Take the data below and copy exactly the lines starting at the one with "TARGET = blurred tree" and finishing at the one with "TARGET = bald man in background", both included.

##### Provided material

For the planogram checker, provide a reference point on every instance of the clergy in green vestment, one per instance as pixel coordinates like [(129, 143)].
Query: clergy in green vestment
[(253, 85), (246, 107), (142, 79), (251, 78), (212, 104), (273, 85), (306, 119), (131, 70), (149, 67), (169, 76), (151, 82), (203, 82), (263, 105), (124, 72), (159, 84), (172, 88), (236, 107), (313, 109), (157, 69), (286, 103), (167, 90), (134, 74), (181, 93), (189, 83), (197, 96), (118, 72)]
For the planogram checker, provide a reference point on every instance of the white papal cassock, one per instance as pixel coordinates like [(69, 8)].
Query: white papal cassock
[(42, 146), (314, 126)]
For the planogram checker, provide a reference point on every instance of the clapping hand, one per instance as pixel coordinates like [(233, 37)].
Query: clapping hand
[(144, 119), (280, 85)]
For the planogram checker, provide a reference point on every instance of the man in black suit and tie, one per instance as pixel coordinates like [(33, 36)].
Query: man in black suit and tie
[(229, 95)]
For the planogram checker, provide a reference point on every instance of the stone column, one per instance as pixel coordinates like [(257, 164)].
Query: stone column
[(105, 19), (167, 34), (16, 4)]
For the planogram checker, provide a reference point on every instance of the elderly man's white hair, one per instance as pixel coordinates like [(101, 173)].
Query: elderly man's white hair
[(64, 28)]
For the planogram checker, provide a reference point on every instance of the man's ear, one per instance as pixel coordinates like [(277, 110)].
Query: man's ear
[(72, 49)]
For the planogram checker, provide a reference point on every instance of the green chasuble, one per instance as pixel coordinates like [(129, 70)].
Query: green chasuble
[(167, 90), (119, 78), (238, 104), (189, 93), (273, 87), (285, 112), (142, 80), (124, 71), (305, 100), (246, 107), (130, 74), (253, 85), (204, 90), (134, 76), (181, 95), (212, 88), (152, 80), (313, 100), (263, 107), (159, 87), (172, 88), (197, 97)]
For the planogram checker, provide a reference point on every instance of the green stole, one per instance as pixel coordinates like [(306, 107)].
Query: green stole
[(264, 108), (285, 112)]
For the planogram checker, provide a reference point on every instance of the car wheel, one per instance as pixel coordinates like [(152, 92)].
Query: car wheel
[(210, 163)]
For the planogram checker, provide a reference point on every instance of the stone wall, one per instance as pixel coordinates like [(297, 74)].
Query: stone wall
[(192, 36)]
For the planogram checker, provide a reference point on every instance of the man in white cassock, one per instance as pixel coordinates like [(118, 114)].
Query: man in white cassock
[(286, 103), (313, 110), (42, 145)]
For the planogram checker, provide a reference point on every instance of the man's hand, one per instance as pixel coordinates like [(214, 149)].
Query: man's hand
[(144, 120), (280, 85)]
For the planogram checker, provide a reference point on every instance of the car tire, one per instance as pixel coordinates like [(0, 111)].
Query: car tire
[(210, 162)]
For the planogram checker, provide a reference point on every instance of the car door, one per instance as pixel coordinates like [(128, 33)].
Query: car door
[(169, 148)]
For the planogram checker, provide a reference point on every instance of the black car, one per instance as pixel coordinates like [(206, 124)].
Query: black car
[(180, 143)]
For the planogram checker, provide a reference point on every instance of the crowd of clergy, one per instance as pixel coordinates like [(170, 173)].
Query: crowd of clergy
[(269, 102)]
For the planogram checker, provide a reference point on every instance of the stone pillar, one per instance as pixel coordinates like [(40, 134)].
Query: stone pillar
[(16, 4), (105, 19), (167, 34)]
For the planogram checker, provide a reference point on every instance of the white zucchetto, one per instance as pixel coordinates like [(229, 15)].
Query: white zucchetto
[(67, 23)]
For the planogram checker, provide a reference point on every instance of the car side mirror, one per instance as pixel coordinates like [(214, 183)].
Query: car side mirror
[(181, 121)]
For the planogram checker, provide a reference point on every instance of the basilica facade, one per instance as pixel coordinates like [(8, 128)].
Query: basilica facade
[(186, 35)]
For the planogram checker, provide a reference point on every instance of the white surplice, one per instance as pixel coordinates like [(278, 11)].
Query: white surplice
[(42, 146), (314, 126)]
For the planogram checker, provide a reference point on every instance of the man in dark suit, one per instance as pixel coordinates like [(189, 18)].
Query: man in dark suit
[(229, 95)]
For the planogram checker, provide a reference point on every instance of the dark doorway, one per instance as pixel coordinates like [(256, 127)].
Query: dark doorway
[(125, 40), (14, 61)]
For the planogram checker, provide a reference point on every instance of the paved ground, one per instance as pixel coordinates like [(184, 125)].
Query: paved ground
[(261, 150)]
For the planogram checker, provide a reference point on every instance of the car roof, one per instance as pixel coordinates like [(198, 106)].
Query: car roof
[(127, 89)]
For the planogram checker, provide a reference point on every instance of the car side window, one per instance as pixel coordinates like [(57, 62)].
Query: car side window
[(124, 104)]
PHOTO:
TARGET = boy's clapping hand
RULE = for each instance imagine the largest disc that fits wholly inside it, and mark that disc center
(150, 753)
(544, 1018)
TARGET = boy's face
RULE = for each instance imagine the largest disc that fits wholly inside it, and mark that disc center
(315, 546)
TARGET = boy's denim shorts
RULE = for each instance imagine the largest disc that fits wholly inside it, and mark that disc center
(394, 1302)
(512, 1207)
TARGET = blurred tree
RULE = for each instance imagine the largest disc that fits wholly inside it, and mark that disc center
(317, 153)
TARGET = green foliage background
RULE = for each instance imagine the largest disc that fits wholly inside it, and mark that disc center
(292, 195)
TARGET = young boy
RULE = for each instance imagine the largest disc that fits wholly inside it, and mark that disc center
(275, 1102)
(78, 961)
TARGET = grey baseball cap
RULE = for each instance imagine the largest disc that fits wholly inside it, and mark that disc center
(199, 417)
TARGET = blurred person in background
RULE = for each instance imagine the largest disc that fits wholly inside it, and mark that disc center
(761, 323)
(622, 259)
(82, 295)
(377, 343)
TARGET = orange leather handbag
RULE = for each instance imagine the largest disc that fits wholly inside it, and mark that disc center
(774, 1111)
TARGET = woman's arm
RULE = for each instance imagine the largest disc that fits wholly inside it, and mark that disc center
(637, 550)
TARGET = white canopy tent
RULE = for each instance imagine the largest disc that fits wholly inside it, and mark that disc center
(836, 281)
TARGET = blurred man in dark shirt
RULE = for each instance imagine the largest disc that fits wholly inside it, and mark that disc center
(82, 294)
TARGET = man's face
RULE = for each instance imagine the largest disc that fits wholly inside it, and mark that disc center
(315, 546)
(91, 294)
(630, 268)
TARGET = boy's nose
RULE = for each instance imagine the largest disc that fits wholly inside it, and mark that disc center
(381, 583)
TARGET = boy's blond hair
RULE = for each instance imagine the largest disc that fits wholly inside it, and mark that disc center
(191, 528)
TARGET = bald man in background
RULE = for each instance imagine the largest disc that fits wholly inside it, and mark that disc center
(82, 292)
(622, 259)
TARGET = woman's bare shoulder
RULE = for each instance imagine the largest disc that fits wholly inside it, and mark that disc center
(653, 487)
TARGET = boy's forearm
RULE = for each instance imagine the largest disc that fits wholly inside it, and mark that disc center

##########

Exercise solution:
TARGET = blurred tree
RULE = for each instance imagine the largest disc that fits wholly inside it, and mark that disc center
(317, 153)
TARGET = green foliage background
RULE = for each instance imagine the largest disc that fits wholly inside it, and mark that disc center
(292, 195)
TARGET = young boy
RULE = for each instance imagine the largest disc that fits wholly inside it, and mark that disc center
(275, 1102)
(78, 961)
TARGET = grey baseball cap
RULE = for each instance imagine the largest disc that fits wholly inside it, and mark that disc center
(199, 417)
TARGET = blurred person in background
RULE = for each instance imagine the largest disc that fits wholly inside it, and mark that disc center
(761, 323)
(622, 259)
(82, 295)
(377, 343)
TARGET = orange leather handbag
RULE = for each instance imagine the largest disc that fits wholly inside it, and mark that disc center
(774, 1111)
TARGET = woman's arm
RULE = for each instance imagine the largest disc that fits wholly inside it, and mark that disc center
(637, 550)
TARGET = white canopy tent
RULE = for each instance imagine the largest disc that fits wholly inside it, and mark that disc center
(836, 281)
TARGET = blurred man in dark shirt
RULE = for each instance imagine the largest disc that fits wholly inside it, and mark that disc center
(82, 294)
TARGET = man's face
RULE = for each instance imagine the largest disc that fits wholly inside it, and mark that disc center
(315, 546)
(91, 294)
(630, 268)
TARGET = boy's nose
RULE = for each instance imagine the largest disc that fits wholly inside it, and mark that disc center
(381, 583)
TARGET = boy's blond hair
RULE = for each instance imagine the largest disc that fits wholly inside it, and mark that disc center
(191, 528)
TARGET = bald man in background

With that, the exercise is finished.